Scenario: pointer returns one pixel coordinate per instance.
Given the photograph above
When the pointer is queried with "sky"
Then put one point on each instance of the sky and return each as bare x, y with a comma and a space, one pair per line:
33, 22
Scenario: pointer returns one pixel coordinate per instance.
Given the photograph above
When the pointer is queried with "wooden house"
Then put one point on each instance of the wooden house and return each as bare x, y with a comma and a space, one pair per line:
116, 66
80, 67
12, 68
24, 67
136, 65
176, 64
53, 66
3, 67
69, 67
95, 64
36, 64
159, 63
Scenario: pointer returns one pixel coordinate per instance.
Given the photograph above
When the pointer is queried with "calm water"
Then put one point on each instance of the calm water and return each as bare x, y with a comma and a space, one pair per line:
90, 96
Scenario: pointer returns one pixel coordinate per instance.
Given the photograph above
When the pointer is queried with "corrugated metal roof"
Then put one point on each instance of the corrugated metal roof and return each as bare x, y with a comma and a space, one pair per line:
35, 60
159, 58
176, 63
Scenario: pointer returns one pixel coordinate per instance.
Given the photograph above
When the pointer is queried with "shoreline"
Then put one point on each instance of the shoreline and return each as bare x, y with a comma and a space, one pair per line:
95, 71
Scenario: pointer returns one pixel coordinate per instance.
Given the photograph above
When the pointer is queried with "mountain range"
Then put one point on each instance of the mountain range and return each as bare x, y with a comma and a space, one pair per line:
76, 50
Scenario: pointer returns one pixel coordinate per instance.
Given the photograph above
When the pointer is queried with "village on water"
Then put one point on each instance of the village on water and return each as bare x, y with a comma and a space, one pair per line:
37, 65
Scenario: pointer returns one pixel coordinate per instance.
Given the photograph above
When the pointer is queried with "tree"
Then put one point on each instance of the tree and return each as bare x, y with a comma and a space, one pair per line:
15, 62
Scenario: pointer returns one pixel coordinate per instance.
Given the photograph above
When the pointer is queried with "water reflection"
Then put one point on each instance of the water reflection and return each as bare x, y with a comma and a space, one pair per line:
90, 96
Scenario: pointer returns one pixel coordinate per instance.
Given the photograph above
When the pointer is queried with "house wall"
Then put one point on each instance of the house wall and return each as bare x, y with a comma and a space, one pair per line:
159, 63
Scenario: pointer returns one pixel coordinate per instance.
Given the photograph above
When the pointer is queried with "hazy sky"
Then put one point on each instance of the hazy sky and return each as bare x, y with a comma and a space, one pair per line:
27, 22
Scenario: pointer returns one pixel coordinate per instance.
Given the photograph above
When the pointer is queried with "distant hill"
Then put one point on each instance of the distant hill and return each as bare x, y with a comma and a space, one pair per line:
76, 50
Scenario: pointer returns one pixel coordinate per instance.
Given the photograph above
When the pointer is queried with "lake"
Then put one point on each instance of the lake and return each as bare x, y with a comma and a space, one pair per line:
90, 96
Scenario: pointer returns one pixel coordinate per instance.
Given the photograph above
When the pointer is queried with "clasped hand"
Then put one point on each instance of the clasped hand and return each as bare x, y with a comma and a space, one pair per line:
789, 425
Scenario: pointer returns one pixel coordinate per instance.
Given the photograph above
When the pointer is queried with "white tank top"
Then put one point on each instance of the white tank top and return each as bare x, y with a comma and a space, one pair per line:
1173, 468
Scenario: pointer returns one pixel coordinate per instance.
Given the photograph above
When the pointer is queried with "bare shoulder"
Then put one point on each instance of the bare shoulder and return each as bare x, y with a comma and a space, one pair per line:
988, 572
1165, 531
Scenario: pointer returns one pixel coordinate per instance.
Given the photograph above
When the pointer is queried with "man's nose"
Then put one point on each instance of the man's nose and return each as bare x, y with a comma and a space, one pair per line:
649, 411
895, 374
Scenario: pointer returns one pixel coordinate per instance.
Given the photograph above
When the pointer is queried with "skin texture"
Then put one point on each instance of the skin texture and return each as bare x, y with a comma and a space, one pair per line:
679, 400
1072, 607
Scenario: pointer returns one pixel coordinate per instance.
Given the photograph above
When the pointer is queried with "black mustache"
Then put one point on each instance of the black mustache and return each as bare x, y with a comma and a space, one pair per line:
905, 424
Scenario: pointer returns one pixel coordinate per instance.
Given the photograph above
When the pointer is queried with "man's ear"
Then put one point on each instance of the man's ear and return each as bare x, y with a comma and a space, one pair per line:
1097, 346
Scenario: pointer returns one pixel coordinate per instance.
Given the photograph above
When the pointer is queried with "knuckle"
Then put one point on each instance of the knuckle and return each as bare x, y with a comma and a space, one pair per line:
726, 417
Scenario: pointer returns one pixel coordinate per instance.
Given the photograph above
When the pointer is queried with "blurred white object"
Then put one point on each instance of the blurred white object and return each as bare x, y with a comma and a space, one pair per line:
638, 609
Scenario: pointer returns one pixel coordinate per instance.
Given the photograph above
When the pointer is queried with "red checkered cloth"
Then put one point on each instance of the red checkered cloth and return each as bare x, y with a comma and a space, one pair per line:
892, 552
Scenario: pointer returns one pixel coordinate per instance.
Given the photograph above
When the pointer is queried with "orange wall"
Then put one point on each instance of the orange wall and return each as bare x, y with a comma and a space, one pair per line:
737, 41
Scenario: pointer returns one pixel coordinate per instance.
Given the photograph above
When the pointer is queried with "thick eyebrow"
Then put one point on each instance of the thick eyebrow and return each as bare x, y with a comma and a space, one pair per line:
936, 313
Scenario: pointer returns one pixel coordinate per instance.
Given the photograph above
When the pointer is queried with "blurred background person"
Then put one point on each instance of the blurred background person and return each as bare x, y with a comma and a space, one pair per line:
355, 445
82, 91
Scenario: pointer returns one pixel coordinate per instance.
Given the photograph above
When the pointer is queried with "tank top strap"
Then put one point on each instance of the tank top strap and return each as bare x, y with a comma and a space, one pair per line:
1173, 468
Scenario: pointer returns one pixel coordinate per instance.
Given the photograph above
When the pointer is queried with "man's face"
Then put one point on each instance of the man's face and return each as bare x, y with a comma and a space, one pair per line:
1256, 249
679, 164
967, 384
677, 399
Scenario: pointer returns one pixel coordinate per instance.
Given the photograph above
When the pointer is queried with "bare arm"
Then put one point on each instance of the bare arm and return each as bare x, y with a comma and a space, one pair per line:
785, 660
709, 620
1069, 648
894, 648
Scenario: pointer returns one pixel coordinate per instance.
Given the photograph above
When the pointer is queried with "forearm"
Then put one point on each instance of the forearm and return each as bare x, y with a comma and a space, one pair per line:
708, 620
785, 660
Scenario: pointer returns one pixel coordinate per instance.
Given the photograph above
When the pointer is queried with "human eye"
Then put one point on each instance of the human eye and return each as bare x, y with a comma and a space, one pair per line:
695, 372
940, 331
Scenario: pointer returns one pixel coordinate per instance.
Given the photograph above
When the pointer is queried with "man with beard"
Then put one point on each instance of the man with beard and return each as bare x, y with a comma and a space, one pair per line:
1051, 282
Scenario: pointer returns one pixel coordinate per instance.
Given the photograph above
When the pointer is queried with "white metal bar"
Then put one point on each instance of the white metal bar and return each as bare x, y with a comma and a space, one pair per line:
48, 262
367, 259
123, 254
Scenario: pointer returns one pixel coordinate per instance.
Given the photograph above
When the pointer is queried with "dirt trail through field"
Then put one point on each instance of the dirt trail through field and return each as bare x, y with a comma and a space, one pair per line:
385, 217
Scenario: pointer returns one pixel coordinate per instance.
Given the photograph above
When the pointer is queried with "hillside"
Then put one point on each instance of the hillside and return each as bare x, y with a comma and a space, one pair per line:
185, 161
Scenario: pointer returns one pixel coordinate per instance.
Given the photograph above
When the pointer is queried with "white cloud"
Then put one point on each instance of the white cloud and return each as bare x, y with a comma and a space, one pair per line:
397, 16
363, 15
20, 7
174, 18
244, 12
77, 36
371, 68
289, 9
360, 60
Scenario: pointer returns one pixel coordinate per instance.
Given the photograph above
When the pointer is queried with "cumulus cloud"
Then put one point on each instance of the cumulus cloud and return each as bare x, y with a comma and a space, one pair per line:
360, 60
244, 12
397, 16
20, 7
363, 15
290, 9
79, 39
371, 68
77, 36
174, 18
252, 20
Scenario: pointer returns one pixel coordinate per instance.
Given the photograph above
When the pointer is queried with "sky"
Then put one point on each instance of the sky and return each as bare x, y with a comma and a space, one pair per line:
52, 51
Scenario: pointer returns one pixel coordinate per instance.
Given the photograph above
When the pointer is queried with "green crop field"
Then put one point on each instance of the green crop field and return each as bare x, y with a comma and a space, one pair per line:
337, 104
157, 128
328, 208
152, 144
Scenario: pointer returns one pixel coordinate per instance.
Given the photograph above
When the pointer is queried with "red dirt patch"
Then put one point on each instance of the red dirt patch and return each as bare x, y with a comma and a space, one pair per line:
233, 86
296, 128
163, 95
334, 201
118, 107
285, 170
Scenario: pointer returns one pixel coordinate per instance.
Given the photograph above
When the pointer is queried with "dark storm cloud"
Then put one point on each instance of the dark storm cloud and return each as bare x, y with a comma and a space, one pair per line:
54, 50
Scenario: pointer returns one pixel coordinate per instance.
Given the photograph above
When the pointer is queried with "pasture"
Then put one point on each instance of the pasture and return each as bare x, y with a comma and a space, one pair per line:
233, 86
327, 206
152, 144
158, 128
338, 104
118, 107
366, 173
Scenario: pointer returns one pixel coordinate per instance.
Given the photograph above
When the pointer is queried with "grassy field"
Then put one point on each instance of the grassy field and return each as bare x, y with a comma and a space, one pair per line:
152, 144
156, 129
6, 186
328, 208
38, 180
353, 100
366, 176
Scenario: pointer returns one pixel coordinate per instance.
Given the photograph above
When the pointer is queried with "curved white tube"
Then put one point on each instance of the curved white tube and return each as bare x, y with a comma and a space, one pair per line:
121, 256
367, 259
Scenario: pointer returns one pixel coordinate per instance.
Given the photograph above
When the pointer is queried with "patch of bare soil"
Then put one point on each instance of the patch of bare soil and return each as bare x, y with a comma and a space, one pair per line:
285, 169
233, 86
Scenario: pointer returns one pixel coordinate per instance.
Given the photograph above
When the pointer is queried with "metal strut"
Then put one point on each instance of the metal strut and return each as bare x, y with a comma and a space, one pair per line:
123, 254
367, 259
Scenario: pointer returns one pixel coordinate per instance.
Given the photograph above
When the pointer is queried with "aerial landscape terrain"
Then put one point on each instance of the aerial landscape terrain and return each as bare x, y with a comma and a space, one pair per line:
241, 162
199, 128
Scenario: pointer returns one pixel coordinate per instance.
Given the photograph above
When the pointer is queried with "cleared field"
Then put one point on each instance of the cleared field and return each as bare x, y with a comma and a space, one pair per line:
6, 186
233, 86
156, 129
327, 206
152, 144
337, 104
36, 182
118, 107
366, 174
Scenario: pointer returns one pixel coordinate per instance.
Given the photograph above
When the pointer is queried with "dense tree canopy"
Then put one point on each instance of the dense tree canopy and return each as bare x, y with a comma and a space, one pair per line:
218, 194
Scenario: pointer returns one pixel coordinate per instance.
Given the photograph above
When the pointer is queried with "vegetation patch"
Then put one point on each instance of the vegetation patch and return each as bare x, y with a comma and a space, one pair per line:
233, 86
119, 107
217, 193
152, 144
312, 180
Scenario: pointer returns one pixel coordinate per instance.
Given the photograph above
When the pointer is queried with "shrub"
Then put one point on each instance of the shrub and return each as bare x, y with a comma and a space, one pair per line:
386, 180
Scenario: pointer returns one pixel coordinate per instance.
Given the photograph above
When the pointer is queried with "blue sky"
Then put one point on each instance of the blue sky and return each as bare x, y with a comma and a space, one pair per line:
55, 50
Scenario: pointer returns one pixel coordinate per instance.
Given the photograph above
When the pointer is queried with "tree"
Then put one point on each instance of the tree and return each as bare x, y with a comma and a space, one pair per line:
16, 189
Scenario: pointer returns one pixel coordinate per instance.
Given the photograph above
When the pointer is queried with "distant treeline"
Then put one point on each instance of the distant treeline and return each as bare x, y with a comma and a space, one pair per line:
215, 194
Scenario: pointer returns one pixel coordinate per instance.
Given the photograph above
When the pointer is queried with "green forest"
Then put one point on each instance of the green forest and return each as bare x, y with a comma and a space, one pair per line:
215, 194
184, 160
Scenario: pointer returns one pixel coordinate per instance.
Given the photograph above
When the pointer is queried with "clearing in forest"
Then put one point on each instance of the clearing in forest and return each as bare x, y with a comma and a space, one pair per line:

*-*-*

EXERCISE OBJECTIVE:
Pull out every line of the records above that contains the string "beard", copying each such line in full.

RESPONSE TO THE TASK:
When the pointer is queried with "man with beard"
Then put one point on each instance of the man with beard and return each as bare x, y with a comma and a space, one pair per line:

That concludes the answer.